Estratto della pagina:
..........

SICUREZZA SUL LAVORO - LEGGE 3 AGOSTO 2007 N. 127 - PRIMI
COMMENTI
Nella Gazzetta Ufficiale
del 10 agosto 2007, n. 185 è stata pubblicata la legge 3 agosto 2007, n. 123
‘’Misure in tema di tutela della salute e della sicurezza sul lavoro e delega
al Governo per il riassetto e la riforma della normativa in materia”.
La norma è entrata in
vigore, dopo i 15 giorni di ‘’vacatio legis’’ e, quindi, il 25 agosto 2007.
Si fornisce qui di seguito
un primo commento analitico del disposto di legge, partendo dalle norme
contenute negli articoli da 2 a 12 che risultano operanti dal 25 agosto 2007.
NORME
OPERANTI DAL 25 AGOSTO 2007
Art. 2 (Notizia
all’Inail, in taluni casi di esercizio dell’azione penale)
La norma prevede che il
pubblico ministero, in caso di esercizio dell’azione penale per i delitti di
omicidio colposo o di lesioni personali colpose, se il fatto è commesso con
violazioni delle norme sulla sicurezza e salute dei lavoratori, ne dia
immediata notizia all’Inail ai fini dell’eventuale costituzione di parte civile
e dell’azione di regresso.
In base a tale dispositivo,
pertanto, viene riconosciuta all’Inail la facoltà di costituirsi parte civile
nel procedimento penale e di esercitare l’azione di regresso nello svolgimento
dello stesso.

..........

Record forniti:
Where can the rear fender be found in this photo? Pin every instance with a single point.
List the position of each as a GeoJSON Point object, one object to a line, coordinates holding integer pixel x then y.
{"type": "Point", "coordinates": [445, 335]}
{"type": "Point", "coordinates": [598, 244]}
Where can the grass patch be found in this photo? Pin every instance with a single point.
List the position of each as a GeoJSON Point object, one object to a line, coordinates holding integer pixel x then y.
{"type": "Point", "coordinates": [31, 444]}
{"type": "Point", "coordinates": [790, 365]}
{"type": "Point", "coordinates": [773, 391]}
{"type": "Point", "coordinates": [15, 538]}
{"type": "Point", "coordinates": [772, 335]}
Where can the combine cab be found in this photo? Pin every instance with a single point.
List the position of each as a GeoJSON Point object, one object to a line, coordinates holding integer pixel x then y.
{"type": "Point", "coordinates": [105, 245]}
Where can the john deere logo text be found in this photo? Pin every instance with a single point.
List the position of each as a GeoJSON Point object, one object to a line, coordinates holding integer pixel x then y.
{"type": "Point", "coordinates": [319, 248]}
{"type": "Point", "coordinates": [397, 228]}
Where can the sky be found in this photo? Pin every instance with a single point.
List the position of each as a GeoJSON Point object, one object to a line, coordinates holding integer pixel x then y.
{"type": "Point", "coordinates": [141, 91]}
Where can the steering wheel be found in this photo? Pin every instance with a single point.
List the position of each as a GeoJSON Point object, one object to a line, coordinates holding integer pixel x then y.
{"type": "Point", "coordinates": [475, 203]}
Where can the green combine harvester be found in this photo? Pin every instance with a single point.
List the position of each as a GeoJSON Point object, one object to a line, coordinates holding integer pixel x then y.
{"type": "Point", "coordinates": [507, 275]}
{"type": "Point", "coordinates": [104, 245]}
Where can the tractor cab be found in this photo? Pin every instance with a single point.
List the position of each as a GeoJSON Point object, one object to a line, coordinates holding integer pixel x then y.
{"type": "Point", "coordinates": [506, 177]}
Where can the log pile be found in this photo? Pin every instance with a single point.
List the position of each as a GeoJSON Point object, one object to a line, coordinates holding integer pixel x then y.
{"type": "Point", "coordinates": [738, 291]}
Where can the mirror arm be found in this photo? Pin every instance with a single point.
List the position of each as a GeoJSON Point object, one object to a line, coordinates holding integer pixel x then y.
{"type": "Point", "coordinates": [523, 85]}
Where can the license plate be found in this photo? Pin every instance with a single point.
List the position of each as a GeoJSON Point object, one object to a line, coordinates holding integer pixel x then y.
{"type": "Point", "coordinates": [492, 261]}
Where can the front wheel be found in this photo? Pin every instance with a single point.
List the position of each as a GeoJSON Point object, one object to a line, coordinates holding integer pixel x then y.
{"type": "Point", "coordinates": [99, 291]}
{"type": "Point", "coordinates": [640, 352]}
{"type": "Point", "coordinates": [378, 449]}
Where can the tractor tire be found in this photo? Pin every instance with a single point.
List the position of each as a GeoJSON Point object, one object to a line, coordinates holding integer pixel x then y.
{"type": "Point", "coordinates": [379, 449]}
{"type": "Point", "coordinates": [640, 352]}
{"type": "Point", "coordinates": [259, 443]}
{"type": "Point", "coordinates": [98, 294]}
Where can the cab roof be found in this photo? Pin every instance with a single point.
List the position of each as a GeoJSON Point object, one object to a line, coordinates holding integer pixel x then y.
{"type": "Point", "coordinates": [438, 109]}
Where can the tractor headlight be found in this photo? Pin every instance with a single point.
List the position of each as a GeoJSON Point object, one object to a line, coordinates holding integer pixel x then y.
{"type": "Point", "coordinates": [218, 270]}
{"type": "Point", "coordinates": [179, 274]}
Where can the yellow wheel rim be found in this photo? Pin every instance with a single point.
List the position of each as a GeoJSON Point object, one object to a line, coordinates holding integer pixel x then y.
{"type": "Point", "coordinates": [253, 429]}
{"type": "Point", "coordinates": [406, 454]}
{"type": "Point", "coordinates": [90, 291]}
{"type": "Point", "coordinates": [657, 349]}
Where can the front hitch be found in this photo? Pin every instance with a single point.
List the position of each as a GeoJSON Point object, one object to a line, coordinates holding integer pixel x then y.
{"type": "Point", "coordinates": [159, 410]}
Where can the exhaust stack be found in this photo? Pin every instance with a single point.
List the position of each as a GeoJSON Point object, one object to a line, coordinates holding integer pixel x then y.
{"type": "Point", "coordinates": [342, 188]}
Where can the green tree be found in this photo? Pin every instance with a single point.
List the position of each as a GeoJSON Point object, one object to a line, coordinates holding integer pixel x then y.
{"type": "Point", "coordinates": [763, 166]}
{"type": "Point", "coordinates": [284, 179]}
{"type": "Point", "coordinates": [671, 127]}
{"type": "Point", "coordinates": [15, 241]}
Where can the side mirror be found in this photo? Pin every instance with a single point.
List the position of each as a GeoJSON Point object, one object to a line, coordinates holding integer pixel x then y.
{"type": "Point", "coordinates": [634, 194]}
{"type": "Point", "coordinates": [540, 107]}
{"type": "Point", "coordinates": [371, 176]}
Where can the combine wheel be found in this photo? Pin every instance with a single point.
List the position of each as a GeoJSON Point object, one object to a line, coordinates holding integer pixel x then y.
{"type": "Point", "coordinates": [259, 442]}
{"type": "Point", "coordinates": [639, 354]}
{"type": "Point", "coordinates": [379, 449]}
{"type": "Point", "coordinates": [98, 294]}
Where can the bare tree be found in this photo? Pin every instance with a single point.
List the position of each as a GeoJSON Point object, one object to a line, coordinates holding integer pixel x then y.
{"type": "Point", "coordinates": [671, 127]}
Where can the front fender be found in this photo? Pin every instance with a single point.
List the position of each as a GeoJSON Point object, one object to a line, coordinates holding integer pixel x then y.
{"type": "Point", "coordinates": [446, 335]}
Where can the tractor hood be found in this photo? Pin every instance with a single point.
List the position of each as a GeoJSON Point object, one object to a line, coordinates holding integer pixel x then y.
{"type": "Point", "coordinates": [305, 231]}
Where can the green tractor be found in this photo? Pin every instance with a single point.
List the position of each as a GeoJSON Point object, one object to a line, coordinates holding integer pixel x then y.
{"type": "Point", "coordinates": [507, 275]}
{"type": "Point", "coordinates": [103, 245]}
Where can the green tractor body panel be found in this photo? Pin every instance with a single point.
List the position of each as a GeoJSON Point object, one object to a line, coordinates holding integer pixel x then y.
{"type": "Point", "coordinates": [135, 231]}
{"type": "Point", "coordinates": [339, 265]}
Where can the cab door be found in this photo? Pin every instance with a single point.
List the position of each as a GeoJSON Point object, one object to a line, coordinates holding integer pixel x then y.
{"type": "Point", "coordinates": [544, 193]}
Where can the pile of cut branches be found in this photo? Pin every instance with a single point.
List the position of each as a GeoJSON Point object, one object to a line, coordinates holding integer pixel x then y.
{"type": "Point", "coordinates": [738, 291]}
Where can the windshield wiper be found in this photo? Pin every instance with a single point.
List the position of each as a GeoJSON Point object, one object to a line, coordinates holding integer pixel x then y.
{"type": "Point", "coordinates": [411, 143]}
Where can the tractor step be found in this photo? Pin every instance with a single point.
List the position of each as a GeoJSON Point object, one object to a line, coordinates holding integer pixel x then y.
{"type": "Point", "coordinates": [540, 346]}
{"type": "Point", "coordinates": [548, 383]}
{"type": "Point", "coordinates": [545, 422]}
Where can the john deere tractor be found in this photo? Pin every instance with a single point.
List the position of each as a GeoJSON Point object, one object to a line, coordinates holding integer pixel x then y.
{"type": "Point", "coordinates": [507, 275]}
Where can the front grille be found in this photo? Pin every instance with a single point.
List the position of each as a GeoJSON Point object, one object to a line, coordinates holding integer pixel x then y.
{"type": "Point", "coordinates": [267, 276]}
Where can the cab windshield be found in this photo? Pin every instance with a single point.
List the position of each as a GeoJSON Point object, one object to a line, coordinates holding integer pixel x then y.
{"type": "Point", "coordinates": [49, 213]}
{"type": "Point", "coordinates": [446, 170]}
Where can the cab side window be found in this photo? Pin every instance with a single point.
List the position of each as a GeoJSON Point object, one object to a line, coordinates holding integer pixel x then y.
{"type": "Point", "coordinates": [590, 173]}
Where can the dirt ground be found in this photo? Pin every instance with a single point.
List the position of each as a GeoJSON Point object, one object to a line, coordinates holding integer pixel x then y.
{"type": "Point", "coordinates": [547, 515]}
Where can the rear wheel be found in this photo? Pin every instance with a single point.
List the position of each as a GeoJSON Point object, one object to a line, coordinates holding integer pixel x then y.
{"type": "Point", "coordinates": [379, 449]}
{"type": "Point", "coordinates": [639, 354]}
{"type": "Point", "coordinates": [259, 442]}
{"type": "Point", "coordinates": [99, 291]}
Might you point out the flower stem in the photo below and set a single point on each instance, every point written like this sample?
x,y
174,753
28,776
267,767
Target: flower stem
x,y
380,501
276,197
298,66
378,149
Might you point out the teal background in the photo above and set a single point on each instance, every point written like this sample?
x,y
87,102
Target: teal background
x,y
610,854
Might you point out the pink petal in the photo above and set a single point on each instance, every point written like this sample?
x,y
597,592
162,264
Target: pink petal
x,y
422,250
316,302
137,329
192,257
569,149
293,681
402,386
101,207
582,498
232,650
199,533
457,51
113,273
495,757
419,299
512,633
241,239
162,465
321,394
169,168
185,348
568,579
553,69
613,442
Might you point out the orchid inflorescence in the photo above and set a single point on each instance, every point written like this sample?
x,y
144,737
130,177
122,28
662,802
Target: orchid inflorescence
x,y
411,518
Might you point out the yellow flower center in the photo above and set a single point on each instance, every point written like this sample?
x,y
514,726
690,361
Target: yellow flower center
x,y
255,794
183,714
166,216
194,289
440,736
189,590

..........

Istruzioni del compito:
Riproduci fedelmente il passo del commento sulla legge per la sicurezza sul lavoro che si apre con le parole contenenti "La norma prevede" e si chiude con "dell’azione di regresso.".

Risultato:
La norma prevede che il
pubblico ministero, in caso di esercizio dell’azione penale per i delitti di
omicidio colposo o di lesioni personali colpose, se il fatto è commesso con
violazioni delle norme sulla sicurezza e salute dei lavoratori, ne dia
immediata notizia all’Inail ai fini dell’eventuale costituzione di parte civile
e dell’azione di regresso.